Selected passage:
____________________

One bone-chilling day in February, a group of newly engaged couples were huddled in an office in Toronto’s historic Distillery District slyly checking each other out. They were there to audition for a new show called Prenup Challenge, which, based on reality TV’s fondness for sex and money themes, one might assume involves hard bodies in a Temptation Island setting scheming to get the best payout from their loved ones in the event of — gasp — divorce.

Well, it turns out Prenup Challenge has nary a predator on the prowl for a matrimonial bonanza. This show, now being shot on the island of Dominica, is about earnest young couples, of various religious faiths, going through a rigorous pre-marriage training course to see if they have the spiritual and emotional connection to stay happily married in the eyes of God.

There will be no sex and other shenanigans. And this seemingly perverse reality show, set to air in a few months on Vision TV, is the religious network’s attempt to be less preachy and more populist, all the while capitalizing on what it says is a growing audience demand for more spirituality on TV.

“Our premise is that faith is becoming increasingly popular and Canadians really do have a renewed fascination with it all,” says Suzanna Mandryk, vice-president of communications and marketing for Vision TV, launched 15 years ago in Toronto as a non-profit charity.

Post 9/11, Mandryk insists, people have been seeking out TV with greater spiritual focus and meaning. “It doesn’t seem to matter where you look,” she adds, “people are trying to deal with religious pluralisms in different ways. Vision TV — once a definite alternative TV viewing choice — is now increasingly more mainstream.”

____________________

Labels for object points
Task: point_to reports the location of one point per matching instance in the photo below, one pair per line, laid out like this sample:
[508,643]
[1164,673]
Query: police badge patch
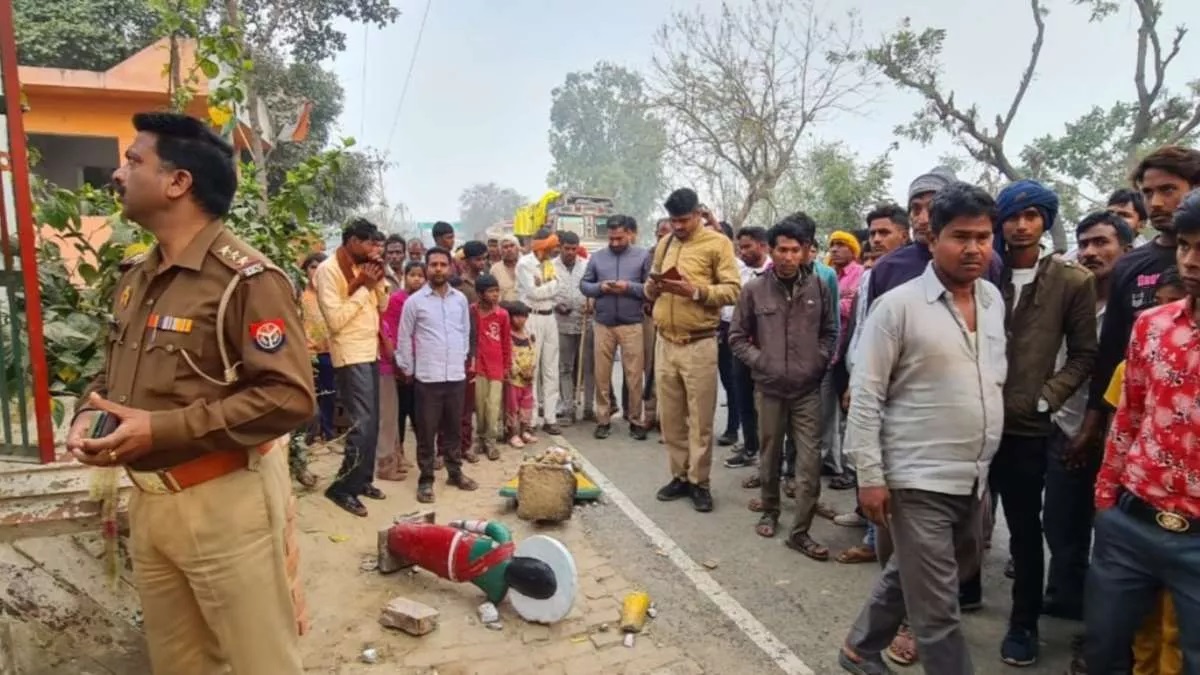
[268,335]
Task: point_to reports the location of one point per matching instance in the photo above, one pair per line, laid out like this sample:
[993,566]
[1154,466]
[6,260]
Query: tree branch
[1027,77]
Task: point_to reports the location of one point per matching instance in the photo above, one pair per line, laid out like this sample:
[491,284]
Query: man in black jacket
[785,329]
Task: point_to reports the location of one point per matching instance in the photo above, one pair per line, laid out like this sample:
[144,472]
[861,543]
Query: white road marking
[784,657]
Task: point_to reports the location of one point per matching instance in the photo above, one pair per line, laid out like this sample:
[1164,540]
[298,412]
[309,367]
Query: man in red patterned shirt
[1147,494]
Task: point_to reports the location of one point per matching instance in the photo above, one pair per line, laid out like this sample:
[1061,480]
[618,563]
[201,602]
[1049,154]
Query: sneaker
[739,460]
[1020,647]
[676,489]
[850,520]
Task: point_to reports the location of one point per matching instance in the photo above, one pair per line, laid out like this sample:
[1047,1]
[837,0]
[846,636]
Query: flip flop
[856,555]
[767,525]
[903,650]
[807,547]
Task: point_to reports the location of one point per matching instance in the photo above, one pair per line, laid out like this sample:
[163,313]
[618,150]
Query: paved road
[805,604]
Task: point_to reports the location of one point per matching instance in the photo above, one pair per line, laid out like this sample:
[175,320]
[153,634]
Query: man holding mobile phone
[693,276]
[205,374]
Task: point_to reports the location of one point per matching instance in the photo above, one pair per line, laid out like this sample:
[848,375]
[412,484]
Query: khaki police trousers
[685,376]
[211,565]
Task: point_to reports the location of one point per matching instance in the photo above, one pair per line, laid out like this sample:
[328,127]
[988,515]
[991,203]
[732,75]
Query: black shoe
[1069,611]
[1020,647]
[348,502]
[741,460]
[676,489]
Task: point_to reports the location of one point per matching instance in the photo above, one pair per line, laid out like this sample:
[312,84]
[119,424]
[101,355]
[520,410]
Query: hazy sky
[478,106]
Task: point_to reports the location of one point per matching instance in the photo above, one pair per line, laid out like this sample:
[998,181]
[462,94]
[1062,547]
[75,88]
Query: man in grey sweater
[615,279]
[925,418]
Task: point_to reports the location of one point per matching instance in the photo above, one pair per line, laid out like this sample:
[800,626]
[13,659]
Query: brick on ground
[411,616]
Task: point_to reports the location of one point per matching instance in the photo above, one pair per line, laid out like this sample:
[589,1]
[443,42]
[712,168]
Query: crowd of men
[959,363]
[975,369]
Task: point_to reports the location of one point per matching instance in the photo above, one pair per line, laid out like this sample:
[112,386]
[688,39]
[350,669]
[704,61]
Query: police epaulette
[131,262]
[251,269]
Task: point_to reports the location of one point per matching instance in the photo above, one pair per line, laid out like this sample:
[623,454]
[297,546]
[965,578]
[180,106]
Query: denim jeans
[358,386]
[747,411]
[1133,561]
[1068,515]
[725,372]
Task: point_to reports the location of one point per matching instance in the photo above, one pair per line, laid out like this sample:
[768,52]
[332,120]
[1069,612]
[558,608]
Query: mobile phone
[103,425]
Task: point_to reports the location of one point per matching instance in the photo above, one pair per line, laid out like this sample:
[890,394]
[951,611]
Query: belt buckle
[154,482]
[1171,521]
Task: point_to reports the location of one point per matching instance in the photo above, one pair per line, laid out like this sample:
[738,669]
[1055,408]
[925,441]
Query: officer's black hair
[959,199]
[185,143]
[1119,225]
[1187,215]
[622,221]
[359,228]
[798,226]
[1132,197]
[1176,160]
[754,232]
[682,202]
[895,213]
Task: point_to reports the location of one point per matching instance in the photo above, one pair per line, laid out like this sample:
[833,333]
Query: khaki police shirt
[162,351]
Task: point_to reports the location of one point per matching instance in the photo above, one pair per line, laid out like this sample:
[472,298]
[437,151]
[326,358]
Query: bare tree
[739,89]
[911,61]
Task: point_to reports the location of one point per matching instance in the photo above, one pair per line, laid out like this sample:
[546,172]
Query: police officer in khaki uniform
[205,374]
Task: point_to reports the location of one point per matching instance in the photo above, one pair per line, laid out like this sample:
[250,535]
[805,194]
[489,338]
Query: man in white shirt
[352,292]
[925,418]
[571,314]
[753,261]
[538,288]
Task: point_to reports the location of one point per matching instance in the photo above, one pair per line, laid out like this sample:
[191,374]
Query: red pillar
[18,166]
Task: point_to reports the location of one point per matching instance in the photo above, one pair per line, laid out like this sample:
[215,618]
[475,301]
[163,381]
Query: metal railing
[24,377]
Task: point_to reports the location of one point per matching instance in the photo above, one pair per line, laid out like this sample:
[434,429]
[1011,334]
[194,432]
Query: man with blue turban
[1048,302]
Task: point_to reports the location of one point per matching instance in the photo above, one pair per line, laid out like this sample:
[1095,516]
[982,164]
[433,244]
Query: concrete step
[51,499]
[59,614]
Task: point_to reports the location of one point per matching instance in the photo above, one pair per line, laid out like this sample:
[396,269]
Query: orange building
[78,123]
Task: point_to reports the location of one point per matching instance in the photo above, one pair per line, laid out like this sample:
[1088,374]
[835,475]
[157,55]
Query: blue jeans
[358,386]
[745,410]
[327,395]
[1133,560]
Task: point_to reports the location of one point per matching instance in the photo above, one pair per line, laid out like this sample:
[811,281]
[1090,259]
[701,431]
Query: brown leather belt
[191,473]
[689,339]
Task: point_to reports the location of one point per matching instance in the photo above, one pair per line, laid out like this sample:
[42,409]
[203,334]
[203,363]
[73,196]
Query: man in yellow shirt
[693,276]
[352,292]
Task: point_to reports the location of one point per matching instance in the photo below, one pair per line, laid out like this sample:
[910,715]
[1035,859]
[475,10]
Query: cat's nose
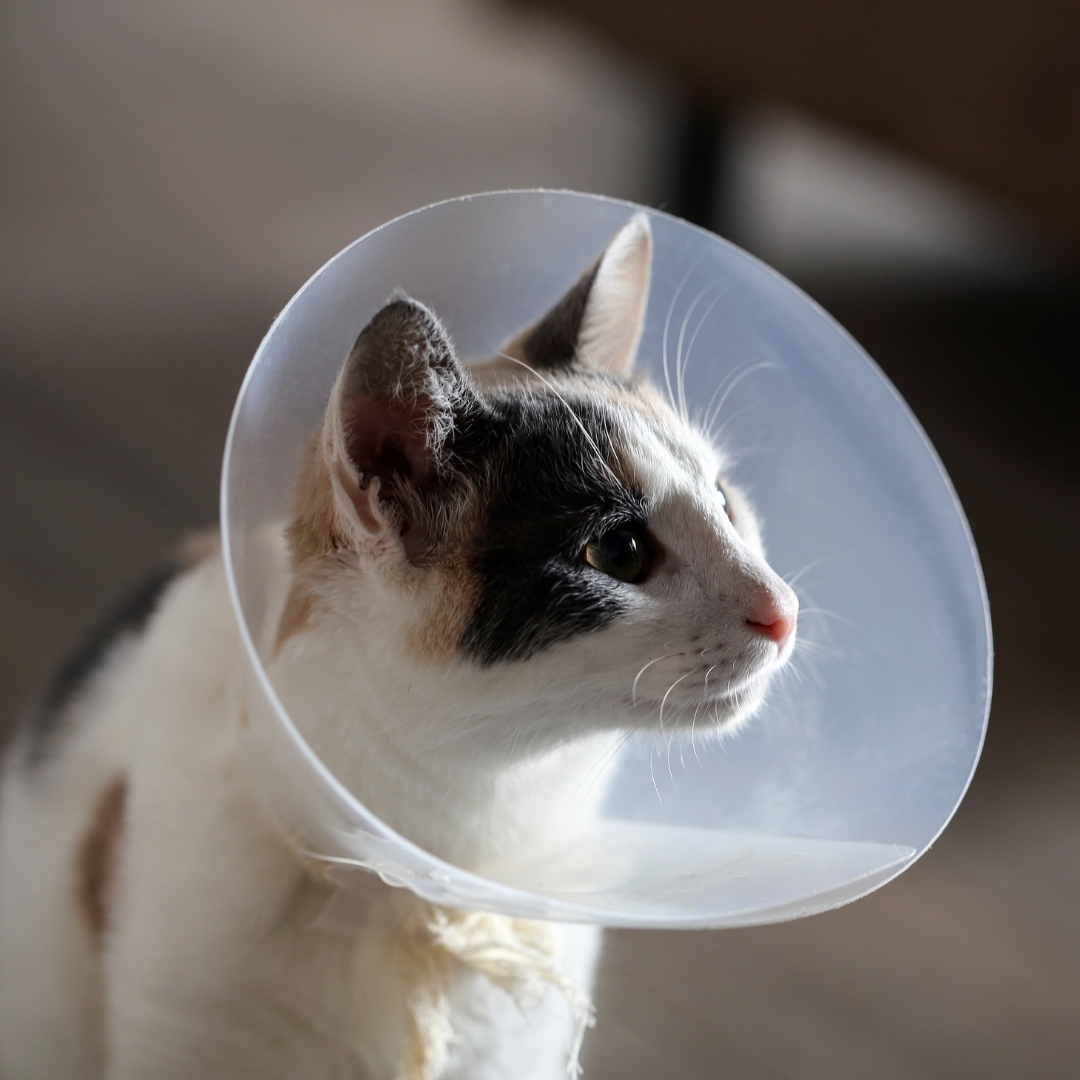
[772,612]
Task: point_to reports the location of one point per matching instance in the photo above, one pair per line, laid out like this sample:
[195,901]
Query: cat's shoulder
[93,653]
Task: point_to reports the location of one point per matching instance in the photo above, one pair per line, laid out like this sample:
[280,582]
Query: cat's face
[541,532]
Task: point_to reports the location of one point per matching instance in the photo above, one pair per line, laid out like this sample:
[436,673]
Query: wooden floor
[172,175]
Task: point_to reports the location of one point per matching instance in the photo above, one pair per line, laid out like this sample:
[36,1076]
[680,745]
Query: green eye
[619,553]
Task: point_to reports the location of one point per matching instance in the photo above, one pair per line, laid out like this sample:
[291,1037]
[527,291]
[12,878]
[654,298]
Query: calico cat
[495,570]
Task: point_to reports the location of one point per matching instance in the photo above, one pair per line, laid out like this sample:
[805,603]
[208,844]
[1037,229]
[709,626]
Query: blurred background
[174,170]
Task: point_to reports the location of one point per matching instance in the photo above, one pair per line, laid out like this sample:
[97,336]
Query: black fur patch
[130,617]
[552,345]
[545,491]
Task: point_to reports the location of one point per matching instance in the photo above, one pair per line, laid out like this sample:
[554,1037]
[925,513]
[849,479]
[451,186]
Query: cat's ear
[390,424]
[598,322]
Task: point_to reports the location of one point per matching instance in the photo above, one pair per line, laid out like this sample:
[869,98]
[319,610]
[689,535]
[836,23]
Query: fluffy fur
[449,647]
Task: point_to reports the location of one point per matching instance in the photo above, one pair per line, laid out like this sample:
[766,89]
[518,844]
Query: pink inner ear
[388,442]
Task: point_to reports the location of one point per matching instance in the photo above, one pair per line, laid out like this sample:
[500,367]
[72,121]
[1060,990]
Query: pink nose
[773,615]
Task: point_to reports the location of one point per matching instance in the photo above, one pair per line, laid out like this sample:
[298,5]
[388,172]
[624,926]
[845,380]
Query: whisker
[667,322]
[711,418]
[679,369]
[633,691]
[689,348]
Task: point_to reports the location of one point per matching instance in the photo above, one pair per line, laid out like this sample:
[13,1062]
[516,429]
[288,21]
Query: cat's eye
[620,553]
[725,502]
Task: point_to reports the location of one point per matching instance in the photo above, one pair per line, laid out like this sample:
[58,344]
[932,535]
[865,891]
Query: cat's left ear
[400,401]
[597,324]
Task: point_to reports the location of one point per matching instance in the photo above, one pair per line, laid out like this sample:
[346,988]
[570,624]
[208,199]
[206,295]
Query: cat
[496,569]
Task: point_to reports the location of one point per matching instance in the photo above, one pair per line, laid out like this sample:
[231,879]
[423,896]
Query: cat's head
[542,530]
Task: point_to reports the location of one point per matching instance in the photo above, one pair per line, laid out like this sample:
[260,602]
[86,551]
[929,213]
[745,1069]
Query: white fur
[211,967]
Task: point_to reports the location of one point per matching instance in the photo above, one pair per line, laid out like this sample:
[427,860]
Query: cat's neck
[459,781]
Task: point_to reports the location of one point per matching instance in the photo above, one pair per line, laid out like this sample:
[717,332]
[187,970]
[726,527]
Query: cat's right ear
[597,323]
[390,424]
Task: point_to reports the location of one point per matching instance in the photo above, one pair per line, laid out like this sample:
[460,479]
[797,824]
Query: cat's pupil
[620,553]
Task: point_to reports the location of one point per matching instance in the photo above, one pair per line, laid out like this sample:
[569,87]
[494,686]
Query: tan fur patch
[96,855]
[451,604]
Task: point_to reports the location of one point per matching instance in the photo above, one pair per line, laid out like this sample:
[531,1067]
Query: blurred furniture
[988,90]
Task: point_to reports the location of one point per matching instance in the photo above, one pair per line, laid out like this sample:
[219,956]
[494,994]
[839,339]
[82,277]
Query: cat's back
[159,665]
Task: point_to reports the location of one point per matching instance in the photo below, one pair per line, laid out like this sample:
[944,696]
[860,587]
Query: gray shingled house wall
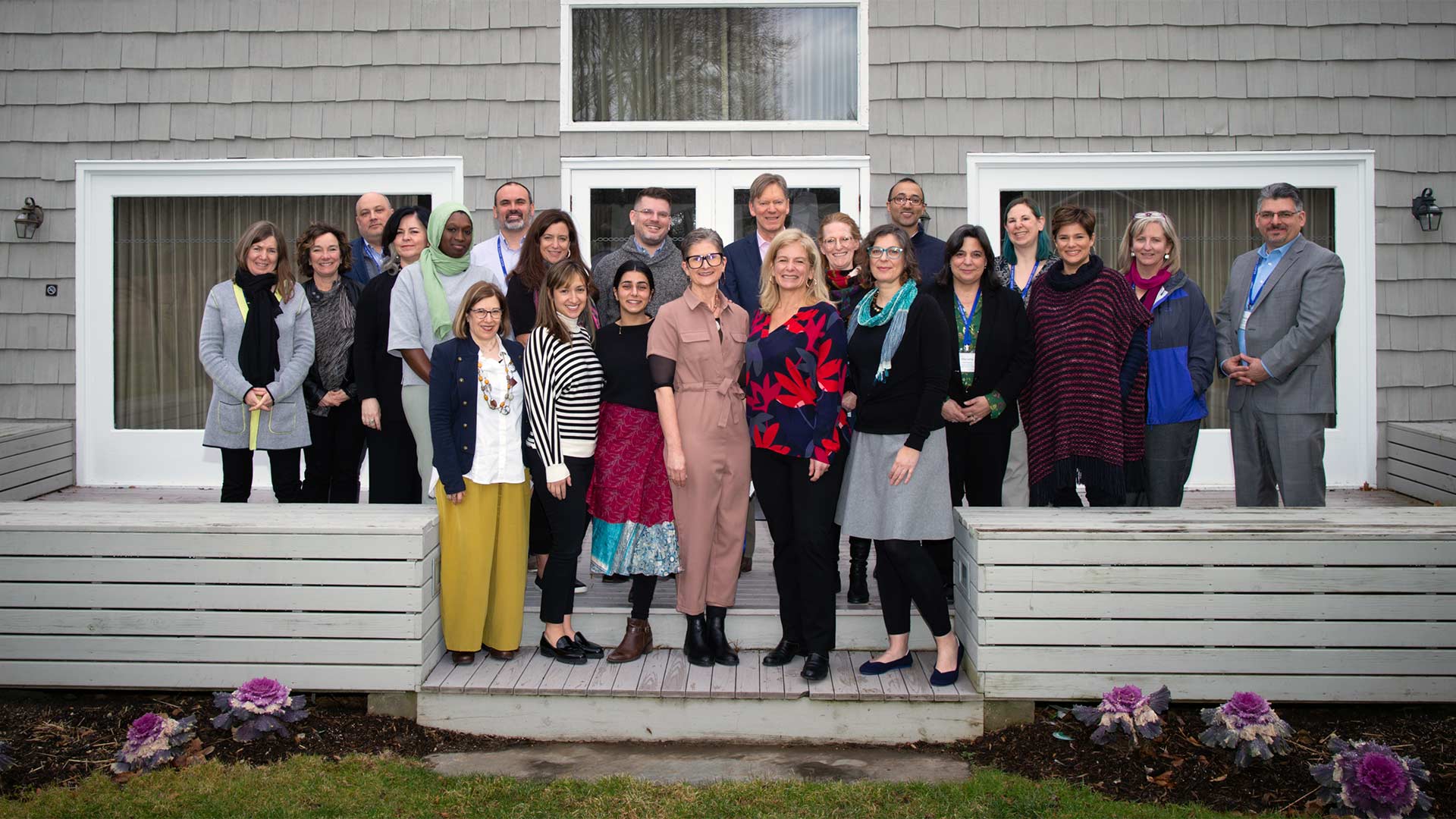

____________________

Description of the task: Reproduce the passage about Prenup Challenge word for word, beginning at the words "One bone-chilling day" and stopping after the words "gasp — divorce.".

In response:
One bone-chilling day in February, a group of newly engaged couples were huddled in an office in Toronto’s historic Distillery District slyly checking each other out. They were there to audition for a new show called Prenup Challenge, which, based on reality TV’s fondness for sex and money themes, one might assume involves hard bodies in a Temptation Island setting scheming to get the best payout from their loved ones in the event of — gasp — divorce.